Which lines of the records below contain the word "printed"? Copy each of them out.

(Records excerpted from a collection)
=== Begin Enclosure ===

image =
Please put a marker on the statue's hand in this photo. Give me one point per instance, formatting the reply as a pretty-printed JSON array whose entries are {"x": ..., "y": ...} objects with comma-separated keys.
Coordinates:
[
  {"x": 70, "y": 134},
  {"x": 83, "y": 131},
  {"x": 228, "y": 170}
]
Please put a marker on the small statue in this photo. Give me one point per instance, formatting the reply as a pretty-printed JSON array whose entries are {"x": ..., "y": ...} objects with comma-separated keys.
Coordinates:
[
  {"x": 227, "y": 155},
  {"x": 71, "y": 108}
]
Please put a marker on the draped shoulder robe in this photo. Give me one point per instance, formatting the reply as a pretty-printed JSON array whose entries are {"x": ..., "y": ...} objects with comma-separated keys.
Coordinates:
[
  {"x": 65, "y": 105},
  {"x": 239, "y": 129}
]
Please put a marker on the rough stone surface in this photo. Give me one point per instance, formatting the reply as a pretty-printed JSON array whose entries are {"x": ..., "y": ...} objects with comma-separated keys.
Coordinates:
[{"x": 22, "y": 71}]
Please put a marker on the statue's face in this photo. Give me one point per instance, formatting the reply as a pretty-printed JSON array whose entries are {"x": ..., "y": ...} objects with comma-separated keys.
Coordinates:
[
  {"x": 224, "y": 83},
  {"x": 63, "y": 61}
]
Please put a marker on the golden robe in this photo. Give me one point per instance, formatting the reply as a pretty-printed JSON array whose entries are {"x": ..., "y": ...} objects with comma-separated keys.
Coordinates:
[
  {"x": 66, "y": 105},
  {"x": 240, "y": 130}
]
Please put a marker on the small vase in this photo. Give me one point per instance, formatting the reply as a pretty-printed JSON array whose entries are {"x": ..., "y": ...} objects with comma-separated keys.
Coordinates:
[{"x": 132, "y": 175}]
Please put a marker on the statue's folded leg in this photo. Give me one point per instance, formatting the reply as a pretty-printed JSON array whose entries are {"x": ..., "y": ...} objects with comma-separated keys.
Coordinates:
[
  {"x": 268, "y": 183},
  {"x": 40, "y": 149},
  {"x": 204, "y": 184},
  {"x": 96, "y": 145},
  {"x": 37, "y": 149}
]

=== End Enclosure ===

■ OUTPUT BELOW:
Please put a marker on the statue's hand in this photo. Give me one point per instance, formatting the reply as a pretty-printed JSON array whose entries are {"x": ..., "y": ...} objects with comma-separated keys.
Please put a marker on the small statue in this photo. Give me one point per instance, formatting the reply as a pretty-printed JSON array whose entries are {"x": ..., "y": ...} objects with comma-separated keys.
Please put a marker on the draped shoulder robe in this photo. Give me one point per instance, formatting the reply as a pretty-printed JSON array whose entries are {"x": ..., "y": ...} objects with comma-separated keys.
Please put a marker on the rough stone surface in this photo. Give me one point per instance, formatting the reply as a pretty-printed JSON array whose entries are {"x": ..., "y": ...} objects with comma-separated keys.
Please put a marker on the statue's face in this photo. Give me one point per instance, formatting the reply as a pretty-printed JSON array whose entries are {"x": ..., "y": ...} objects with comma-separated keys.
Please put a marker on the golden robe in this photo. Give me one point per instance, formatting the reply as a pretty-printed JSON array whose entries are {"x": ..., "y": ...} objects with comma-separated keys.
Please put a marker on the small vase in this photo. Give me one point per instance, formatting the reply as a pretty-printed JSON array whose entries are {"x": ..., "y": ...} objects with comma-separated keys.
Please put a marker on the statue's folded leg in this photo. Give me one point per instance, formatting the reply as a pretty-printed JSON array whose entries are {"x": ..., "y": ...} objects with comma-separated keys.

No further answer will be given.